Page text —

Discussion:
Delay with `fossil ui' (related to backoffice processing?)
(too old to reply)
Florian Balmer
2018-07-21 17:48:42 UTC
Permalink
I've noticed something with the current tip version of Fossil (on Windows):

I see random delays for the `fossil ui' command, i.e. the web browser
is opened at once, but is displaying the loading/busy indicator and a
blank page for some time, before the default web page finally appears:

http://localhost:8080/timeline?c=current

When repeatedly entering `fossil ui' from the command prompt, followed
by immediately closing the web browser as soon as the /timeline web
page is displayed, then hitting Ctrl+C to stop the Fossil web server,
and restarting the cycle by running `fossil ui' again, the delay seems
to appear with every 5th to 10th cycle.

During the delay, I can see two fossil.exe processes with `tasklist |
findstr fossil', whereas with `fossil ui' without the delay, there's
only one fossil.exe process.

The %TEMP% directory has 3 or more files appearing instantaneously at
the beginning of the delay, named fossil_server_P8080_00000N_xxx.txt,
with N being low numbers, and xxx being 'in', 'out', and 'cmd',
containing the HTTP request and response, and a file/IP address list.

When terminating the delayed `fossil ui' server (responds to Ctrl+C)
and immediately relaunching it, it is as fast as usual, without any
delay. The delay takes approximately 60 seconds, and after that the
HTTP request completes normally with the display of the /timeline web
page, and the temporary files are cleared.

I tried to find a "last good" version by means of "bisecting", but
unfortunately no success, so far. All I can say is that the delay
never appears with Fossil version 2.6 [9718f3b078] 2018-05-04 12:56:42
UTC, the binary for Windows downloaded from the Fossil web site.

My tests were on Windows 10.0.17134.167 (64-bit), with MSVC
19.14.26430 (32-bit).

--Florian
Warren Young
2018-07-22 03:43:07 UTC
Permalink
I've noticed something with the current tip version of Fossil…
I tried to find a "last good" version by means of "bisecting", but…the delay never appears with Fossil 2.6.
I can see only two ways for those two sentences to be true at once, but it’s unclear which is the case from the way you phrased it:

1. The tip of trunk and *only* the tip of trunk exhibits the problem behavior.

2. Every checkin after 2.6 exhibits it.

Which is it?

If the problem first appeared with [76800769], the fix drh checked in to clean up the dangling journal files you were reporting, then I wonder if the delay is waiting out some SQLite lock.

Windows’ native locking behavior is much more restrictive than the default on pretty much every other platform, so I wonder if the new shutdown code path created a temporary deadlock that gets broken by a SQLite timeout.

Try backing that checkin out to see if the prior problem (dangling journal files) reappears, while the delay also goes away:

fossil up trunk # back out from the bisect
fossil revert # just to be sure
fossil merge --backout 76800769

Then build and test.
Warren Young
2018-07-22 03:45:06 UTC
Permalink
Also, does this behavior happen on only one machine? If it happens on many different Windows boxes within your reach, that has different implications than if it only happens on the one you happen to be using most often.

Recorded information —

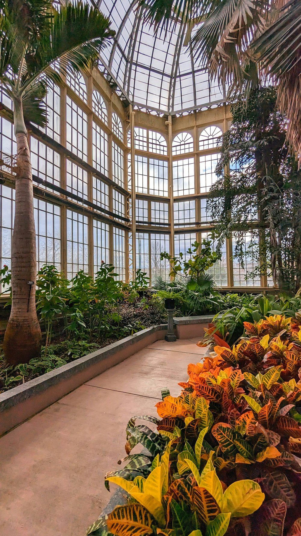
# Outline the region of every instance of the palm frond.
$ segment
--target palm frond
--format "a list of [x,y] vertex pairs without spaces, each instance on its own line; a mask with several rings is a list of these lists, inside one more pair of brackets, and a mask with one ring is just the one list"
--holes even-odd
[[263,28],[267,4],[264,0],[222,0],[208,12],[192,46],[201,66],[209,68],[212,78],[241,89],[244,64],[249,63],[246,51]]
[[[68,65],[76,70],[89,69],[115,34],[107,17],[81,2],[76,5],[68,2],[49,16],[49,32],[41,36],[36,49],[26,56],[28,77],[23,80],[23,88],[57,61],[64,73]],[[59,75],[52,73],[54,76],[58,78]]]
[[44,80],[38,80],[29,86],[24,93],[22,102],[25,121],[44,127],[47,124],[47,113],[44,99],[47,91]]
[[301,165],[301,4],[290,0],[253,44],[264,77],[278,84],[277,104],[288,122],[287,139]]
* * *
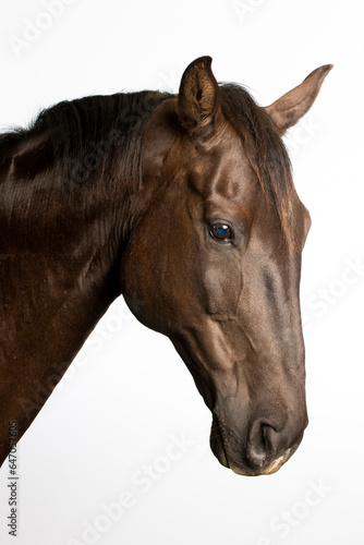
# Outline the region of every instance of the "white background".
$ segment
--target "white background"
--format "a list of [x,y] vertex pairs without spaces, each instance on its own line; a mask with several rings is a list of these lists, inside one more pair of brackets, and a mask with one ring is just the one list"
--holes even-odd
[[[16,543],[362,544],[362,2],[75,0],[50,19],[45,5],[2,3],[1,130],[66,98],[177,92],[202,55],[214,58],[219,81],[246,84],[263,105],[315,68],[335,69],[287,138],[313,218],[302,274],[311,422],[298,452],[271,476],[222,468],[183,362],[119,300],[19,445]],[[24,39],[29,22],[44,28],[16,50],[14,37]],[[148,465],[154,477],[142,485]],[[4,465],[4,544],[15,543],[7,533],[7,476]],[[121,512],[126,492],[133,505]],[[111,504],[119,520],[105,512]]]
==
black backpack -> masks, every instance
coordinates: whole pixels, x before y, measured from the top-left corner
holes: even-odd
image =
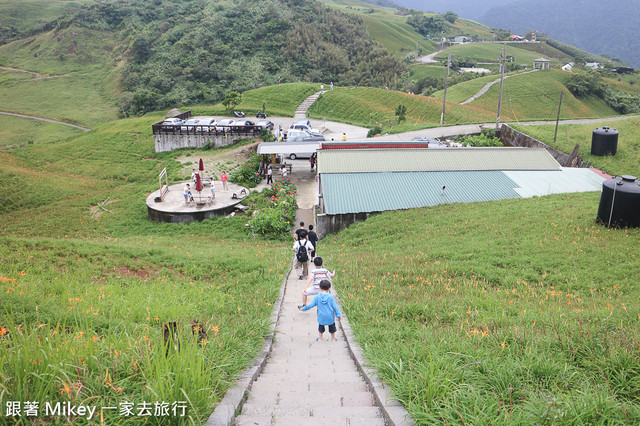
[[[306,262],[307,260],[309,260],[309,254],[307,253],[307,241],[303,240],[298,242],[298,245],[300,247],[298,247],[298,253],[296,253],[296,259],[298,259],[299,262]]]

Task requirements —
Carry on the Fossil thread about the delay with the local web server, starting after its last sentence. The data here is separate from the Fossil thread above.

Result —
Florian Balmer
2018-07-22 07:18:12 UTC
Permalink
Thank very much for your feedback!
Post by Warren Young
Which is it?
With the random appearance of the delay, and the long duration of 60
seconds, I eventually gave up on "bisecting".

But with a more systematic approach, I've now got:

Last good: [06507038]
First bad: [947081aa]
Post by Warren Young
If the problem first appeared with [76800769] ...
Backing out [76800769] (and the dependent [d216ea9a]) does not fix the delay.
Post by Warren Young
Also, does this behavior happen on only one machine?
I can also see it on a Windows 7 (32-bit) VM.

Here's what I've found out in the meantime:

Waiting for 60 seconds for the delay to time out, until the default
/timeline web page is loaded in the browser, instead of terminating
the server with Ctrl+C, will cause another 60 seconds delay for any
links clicked in the web ui.

Reloading the delayed /timeline web page with F5, before the 60
seconds have elapsed, gives a speedy refresh, with no delay, so
multiple requests within the 60 seconds period are not delayed.

Waiting for 60 seconds before running `fossil ui' after the last
server was terminated, causes the delay to always happen.

The observed delay of 60 seconds seems somehow related to:

[5544931c] src/backoffice.c:59
#define BKOFCE_LEASE_TIME 60 /* Length of lease validity */

On Windows, the DbgView utility is useful to trace messages from
OutputDebugStringA(), handy if there's no attached console, and easier
than attaching WinDbg to spawned sub-processes:

https://live.sysinternals.com/Dbgview.exe

By adding calls to OutputDebugStringA() before and after the following
line of source code, I found that one of the fossil.exe processes
seems to be stuck here during the delay:

[5544931c] src/backoffice.c:240
sqlite3_sleep(1000*(x.tmCurrent - tmNow + 1));

This code path is only entered if the delay becomes manifest.

I don't understand all the details of the backoffice processing code,
yet, in particular not the condition to trigger the sleep. But the
sleep seems to block the web ui, somehow?

--Florian
Warren Young
2018-07-22 09:28:20 UTC
Permalink
Post by Florian Balmer
[5544931c] src/backoffice.c:240
That’s brand new code, less than a week old. It’s not surprising it’s not rock-solid yet.

I expect drh is now on the case. :)
Florian Balmer
2018-07-22 10:21:30 UTC
Permalink
That’s brand new code, less than a week old. It’s not surprising it’s
not rock-solid yet.
Yes, I agree, I no not expect complex new features to be flawless from
the beginning.

But I've stumbled into the issue while testing a fix from the current
tip, and decided to report it early.
I expect drh is now on the case. :)
The Windows HTTP server (and thus `fossil ui') works by spawning
sub-processes for each individual HTTP request, right? This results in
multiple sub-processes per web page (one for the HTML page, one for
CSS, another one for JavaScript, etc.)?

Maybe that these sub-processes concurrently try to "get the backoffice
lease" after successfully serving their HTTP request, resulting in a
race, and some of the sub-processes sleeping and waiting for 60
seconds for the lease to expire?

I noticed the following commit:

[a32a92d2] At the end of CGI processing, close the output pipe before
starting backoffice processing, in order to let higher levels know
that the CGI is finished.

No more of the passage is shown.